Short task: Pull out every line of the rows below that includes the string "face". Case matters.

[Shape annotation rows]

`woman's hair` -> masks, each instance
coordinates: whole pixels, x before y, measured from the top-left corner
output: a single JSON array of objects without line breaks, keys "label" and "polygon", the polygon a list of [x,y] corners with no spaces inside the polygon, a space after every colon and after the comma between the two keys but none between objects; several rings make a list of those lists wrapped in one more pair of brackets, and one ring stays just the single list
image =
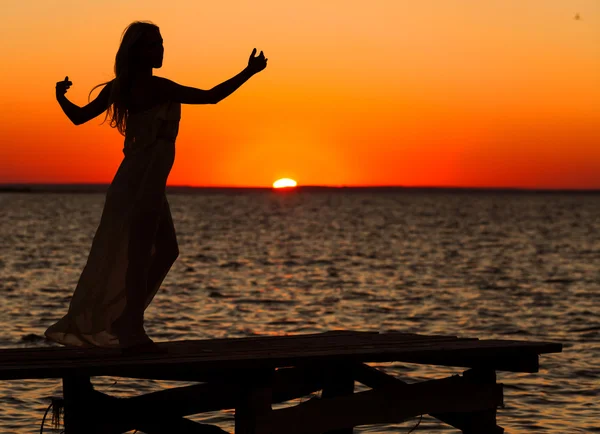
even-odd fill
[{"label": "woman's hair", "polygon": [[[110,116],[110,126],[116,127],[122,135],[125,135],[127,127],[127,105],[132,84],[132,69],[135,68],[140,49],[144,48],[140,41],[143,41],[144,36],[151,31],[159,31],[158,26],[150,21],[134,21],[125,28],[121,35],[121,44],[115,57],[115,78],[112,80],[108,110],[102,123]],[[110,81],[94,86],[88,95],[88,101],[94,89],[108,83]]]}]

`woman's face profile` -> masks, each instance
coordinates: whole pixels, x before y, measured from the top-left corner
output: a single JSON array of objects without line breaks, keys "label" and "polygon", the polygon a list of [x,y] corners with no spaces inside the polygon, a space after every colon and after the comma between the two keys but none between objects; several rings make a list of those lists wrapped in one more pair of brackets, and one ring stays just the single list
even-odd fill
[{"label": "woman's face profile", "polygon": [[152,68],[160,68],[163,61],[163,39],[158,31],[148,32],[142,42],[142,62]]}]

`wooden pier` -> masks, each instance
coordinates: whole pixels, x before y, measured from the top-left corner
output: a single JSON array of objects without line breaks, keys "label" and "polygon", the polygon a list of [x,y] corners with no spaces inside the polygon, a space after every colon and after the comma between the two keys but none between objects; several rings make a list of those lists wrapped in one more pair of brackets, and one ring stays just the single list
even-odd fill
[{"label": "wooden pier", "polygon": [[[0,380],[62,378],[65,433],[225,433],[185,416],[235,409],[236,434],[350,434],[353,427],[429,414],[465,434],[496,434],[503,405],[496,371],[537,372],[548,342],[333,331],[160,342],[167,354],[105,348],[3,348]],[[468,368],[408,384],[369,362]],[[94,390],[93,376],[198,382],[130,398]],[[370,389],[354,392],[355,381]],[[272,404],[322,390],[293,407]]]}]

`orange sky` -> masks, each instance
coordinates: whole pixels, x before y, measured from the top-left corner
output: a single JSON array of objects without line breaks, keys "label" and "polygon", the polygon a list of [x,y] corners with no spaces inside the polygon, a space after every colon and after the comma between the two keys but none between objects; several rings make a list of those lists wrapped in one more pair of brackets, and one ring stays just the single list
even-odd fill
[{"label": "orange sky", "polygon": [[3,0],[0,183],[112,180],[122,136],[71,124],[54,85],[86,104],[138,19],[181,84],[269,59],[182,107],[169,185],[600,188],[597,0]]}]

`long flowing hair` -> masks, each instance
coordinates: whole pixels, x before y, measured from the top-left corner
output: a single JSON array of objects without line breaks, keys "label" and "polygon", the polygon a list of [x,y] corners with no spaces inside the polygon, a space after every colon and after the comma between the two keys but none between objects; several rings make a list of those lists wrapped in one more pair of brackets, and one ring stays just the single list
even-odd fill
[{"label": "long flowing hair", "polygon": [[[144,48],[140,41],[149,31],[159,30],[158,26],[150,21],[134,21],[121,34],[121,44],[115,57],[115,78],[111,80],[108,110],[102,123],[110,116],[110,126],[117,128],[123,136],[127,129],[127,106],[132,85],[132,70],[136,66],[140,49]],[[88,95],[88,102],[94,89],[108,83],[110,81],[94,86]]]}]

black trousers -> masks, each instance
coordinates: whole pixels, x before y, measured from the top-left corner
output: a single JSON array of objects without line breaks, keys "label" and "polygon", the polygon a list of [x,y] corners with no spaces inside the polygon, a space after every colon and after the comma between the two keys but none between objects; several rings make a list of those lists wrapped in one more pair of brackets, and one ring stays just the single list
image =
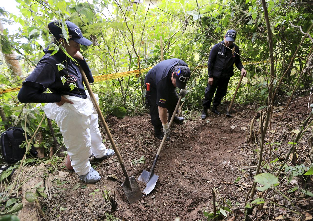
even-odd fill
[{"label": "black trousers", "polygon": [[216,91],[213,107],[216,107],[221,104],[221,100],[226,95],[227,92],[227,86],[230,78],[217,78],[213,77],[213,84],[210,85],[208,84],[204,92],[204,99],[203,100],[203,107],[208,109],[212,102],[213,95]]},{"label": "black trousers", "polygon": [[[151,123],[154,128],[154,133],[157,134],[161,132],[162,128],[162,122],[159,115],[158,106],[156,104],[156,90],[152,88],[150,92],[150,116]],[[178,95],[176,91],[174,90],[170,93],[166,101],[166,108],[168,112],[170,119],[173,115],[175,107],[178,102]]]}]

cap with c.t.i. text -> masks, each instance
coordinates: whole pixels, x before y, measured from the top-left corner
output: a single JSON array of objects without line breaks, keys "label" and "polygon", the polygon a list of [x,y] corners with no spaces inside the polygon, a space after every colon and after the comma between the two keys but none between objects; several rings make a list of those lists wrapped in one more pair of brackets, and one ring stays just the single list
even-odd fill
[{"label": "cap with c.t.i. text", "polygon": [[234,41],[237,35],[237,33],[236,32],[236,31],[232,29],[230,29],[227,31],[226,33],[226,34],[225,35],[226,40]]},{"label": "cap with c.t.i. text", "polygon": [[[92,44],[92,42],[83,36],[80,29],[77,25],[69,21],[65,21],[69,30],[69,40],[74,40],[79,44],[85,46],[89,46]],[[50,33],[54,36],[57,40],[60,38],[64,38],[62,33],[62,24],[60,21],[54,21],[51,22],[48,24],[48,28]]]}]

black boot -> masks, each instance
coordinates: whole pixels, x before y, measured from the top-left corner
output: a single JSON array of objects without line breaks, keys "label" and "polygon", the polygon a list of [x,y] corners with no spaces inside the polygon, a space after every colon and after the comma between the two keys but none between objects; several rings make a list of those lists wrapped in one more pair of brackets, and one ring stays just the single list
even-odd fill
[{"label": "black boot", "polygon": [[218,115],[219,115],[221,114],[221,112],[217,110],[217,107],[215,107],[214,106],[212,108],[212,112]]},{"label": "black boot", "polygon": [[207,118],[207,111],[208,109],[203,108],[202,111],[201,112],[201,118],[202,118],[203,120],[204,120]]},{"label": "black boot", "polygon": [[164,134],[162,132],[160,129],[156,129],[154,128],[154,136],[157,138],[158,138],[160,140],[162,140],[163,139],[163,136],[164,136]]},{"label": "black boot", "polygon": [[180,124],[183,122],[185,118],[183,117],[177,117],[177,116],[175,116],[174,118],[174,121],[177,124]]}]

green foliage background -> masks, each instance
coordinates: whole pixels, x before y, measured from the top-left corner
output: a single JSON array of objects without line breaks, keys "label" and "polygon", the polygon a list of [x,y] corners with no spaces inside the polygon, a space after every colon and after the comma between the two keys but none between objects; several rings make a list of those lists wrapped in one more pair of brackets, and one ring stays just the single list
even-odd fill
[{"label": "green foliage background", "polygon": [[[12,35],[8,34],[5,29],[1,33],[1,46],[3,53],[13,50],[19,55],[17,59],[20,60],[24,77],[14,76],[2,61],[0,79],[3,88],[20,85],[34,68],[43,55],[43,49],[51,42],[48,24],[56,19],[73,22],[81,28],[85,37],[92,40],[91,46],[82,46],[81,51],[95,75],[144,68],[157,64],[160,61],[162,37],[164,59],[180,58],[192,70],[192,77],[188,85],[189,92],[185,100],[187,105],[184,106],[185,110],[201,108],[207,71],[196,67],[207,64],[210,49],[223,39],[228,29],[238,32],[235,43],[244,58],[243,62],[266,61],[269,57],[262,4],[256,0],[181,0],[174,3],[159,1],[145,4],[127,0],[16,2],[22,15],[9,14],[5,8],[1,8],[0,13],[6,18],[2,20],[5,28],[14,22],[20,23],[22,28]],[[281,95],[277,97],[278,102],[283,96],[291,94],[311,49],[311,40],[307,36],[304,38],[300,28],[293,26],[301,26],[303,32],[308,31],[311,35],[311,30],[308,29],[313,13],[310,4],[296,1],[267,2],[276,60],[275,85],[303,41],[291,64],[292,68],[278,89],[278,95]],[[151,8],[148,9],[149,3]],[[248,76],[239,88],[236,102],[253,103],[264,107],[268,95],[269,64],[261,62],[244,66]],[[231,79],[226,100],[232,97],[240,76],[239,71],[235,68],[235,75]],[[99,95],[104,112],[122,117],[146,112],[142,105],[146,74],[142,73],[139,78],[131,76],[95,84],[93,90]],[[311,75],[302,75],[300,80],[298,90],[310,87]],[[20,104],[16,94],[0,95],[7,119],[6,122],[0,121],[0,124],[23,125],[27,116],[28,128],[33,131],[42,116],[42,105]],[[47,128],[46,125],[44,121],[43,128]]]}]

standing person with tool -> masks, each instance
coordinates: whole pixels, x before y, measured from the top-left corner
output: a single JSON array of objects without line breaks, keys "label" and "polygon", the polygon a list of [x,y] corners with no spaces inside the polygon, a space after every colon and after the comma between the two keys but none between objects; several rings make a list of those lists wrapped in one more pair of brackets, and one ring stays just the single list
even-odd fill
[{"label": "standing person with tool", "polygon": [[239,54],[239,48],[234,43],[237,35],[234,30],[228,30],[224,36],[224,39],[214,45],[210,52],[208,62],[208,80],[204,92],[203,110],[201,115],[202,119],[207,118],[207,111],[210,108],[215,91],[216,93],[213,100],[212,112],[216,114],[220,114],[217,107],[227,93],[229,79],[234,74],[234,63],[241,71],[242,75],[245,77],[247,75],[247,71],[244,68],[240,57],[236,54]]},{"label": "standing person with tool", "polygon": [[[167,110],[170,119],[178,100],[175,88],[177,87],[181,89],[180,96],[185,96],[187,93],[185,87],[190,74],[190,70],[185,62],[180,59],[172,58],[156,64],[146,76],[145,84],[150,85],[150,97],[146,96],[150,106],[151,123],[154,128],[154,136],[160,140],[163,139],[164,134],[167,140],[170,139],[170,130]],[[183,117],[177,116],[174,120],[177,123],[184,120]]]},{"label": "standing person with tool", "polygon": [[[60,127],[68,152],[67,159],[70,160],[70,164],[81,180],[95,182],[100,177],[91,167],[90,157],[93,155],[96,158],[106,159],[114,152],[107,149],[102,142],[98,116],[89,94],[84,90],[78,66],[85,72],[89,83],[93,83],[90,69],[79,51],[80,44],[88,46],[92,42],[83,37],[76,25],[68,21],[65,23],[68,30],[68,43],[62,33],[62,23],[56,21],[48,24],[49,32],[53,35],[53,42],[44,50],[45,54],[23,82],[18,98],[21,103],[49,103],[44,107],[44,112]],[[56,46],[60,48],[52,54]],[[71,60],[69,55],[76,60],[77,64]],[[48,88],[52,93],[44,93]],[[70,167],[66,160],[65,164]]]}]

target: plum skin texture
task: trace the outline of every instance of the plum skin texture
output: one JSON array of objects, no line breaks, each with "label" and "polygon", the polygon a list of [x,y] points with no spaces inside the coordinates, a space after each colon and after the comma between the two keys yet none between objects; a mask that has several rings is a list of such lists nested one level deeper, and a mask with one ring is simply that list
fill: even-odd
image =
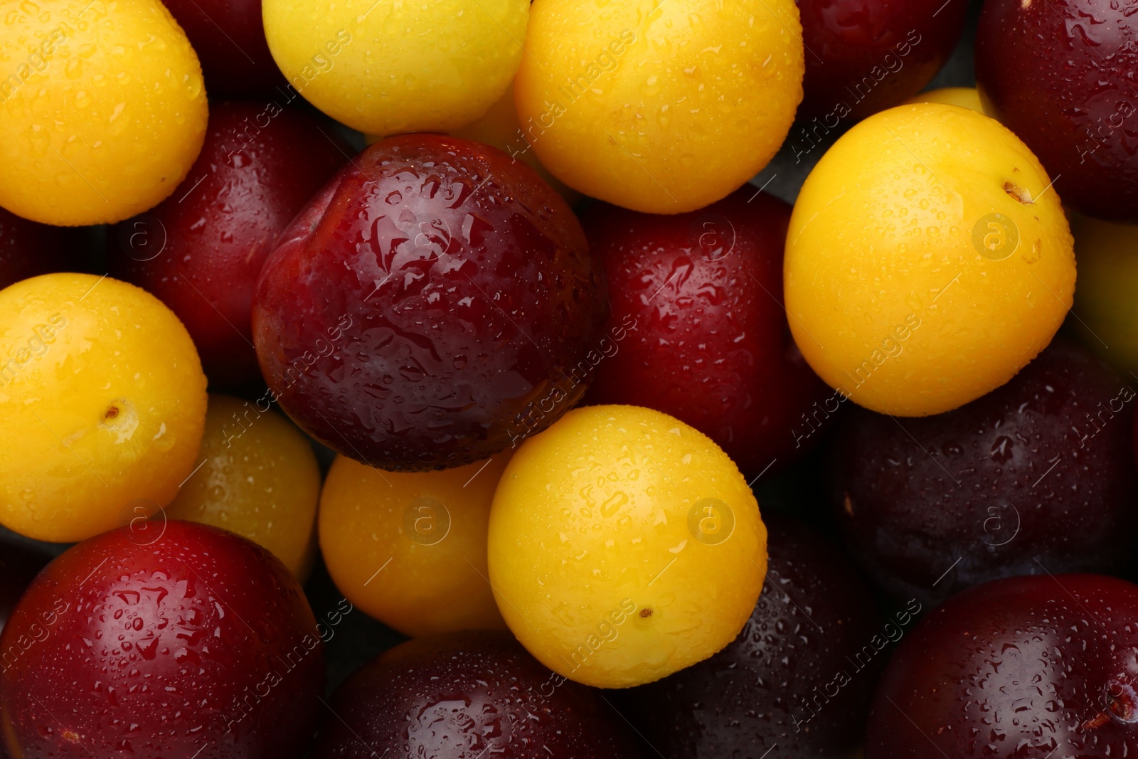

Reply to the exercise:
`woman's face profile` -> masks, each instance
[{"label": "woman's face profile", "polygon": [[152,68],[160,68],[163,61],[163,39],[158,31],[148,32],[142,42],[142,62]]}]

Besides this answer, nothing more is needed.